Garden Club’s ‘Designing Divas’ create holiday zest with annual tour
The women of the Coral Gables Garden Club are called “Designing Divas” for their work on the club’s annual Holiday Home Tour. Former club president Kay Murff coined the name, and it stuck for a reason.
For the past 40 years, members of the club have selected and decorated homes in the Coral Gables area with much flair and lots of holiday spice, this year being no exception. The 40th Annual Holiday Home Tour, “Fiori Belli,” is set for 1-4 p.m. Sunday, Dec. 9.
“This year we have six really amazing homes in the Italian Village and every homeowner that is part of the tour is absolutely thrilled and delighted to be working with us,” said Sharon Trbovich, club president.
Getting the homes picked and ready for the tour is no easy feat. A large committee and two chairwomen ask club members, neighbors and others to help get different homes for the Holiday Home Tour, which also features a plant boutique and bake sale.

[Dataset entries]
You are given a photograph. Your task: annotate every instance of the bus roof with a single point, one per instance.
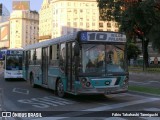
(68, 37)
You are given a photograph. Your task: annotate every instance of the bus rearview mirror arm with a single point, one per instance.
(76, 49)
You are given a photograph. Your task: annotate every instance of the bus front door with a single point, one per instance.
(45, 66)
(70, 67)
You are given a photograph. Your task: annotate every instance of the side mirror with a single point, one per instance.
(76, 49)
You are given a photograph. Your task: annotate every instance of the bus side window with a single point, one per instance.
(38, 56)
(53, 55)
(62, 57)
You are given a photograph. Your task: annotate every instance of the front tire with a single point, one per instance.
(60, 88)
(32, 81)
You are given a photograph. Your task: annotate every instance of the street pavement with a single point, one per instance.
(145, 79)
(142, 79)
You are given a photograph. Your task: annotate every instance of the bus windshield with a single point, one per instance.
(100, 59)
(14, 62)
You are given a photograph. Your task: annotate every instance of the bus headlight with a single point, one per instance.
(88, 84)
(83, 80)
(125, 83)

### PROBLEMS TO WORK ON
(a) According to the garden club article, who came up with the name "Designing Divas"?
(b) Resume the article about the garden club's holiday home tour, writing on from its final sentence.

### RESULTS FOR EACH TASK
(a) Kay Murff, a former club president.

(b)
Tickets are available from the Coral Gables Garden Club by emailing [email protected]. Proceeds fund community projects, including scholarships for college students interested in horticulture and children’s attendance at Camp Wekiva, a nature camp sponsored by the Florida Federation of Garden Clubs, and the City Trekker Summer Camp at the Coral Gables Museum.
Activities and sponsorships like these, Trbovich says, make her want to applaud. “I am amazed,” she said. “The Coral Gables Garden Club is made up of an incredible group of women. When they put their minds to something, they do it!”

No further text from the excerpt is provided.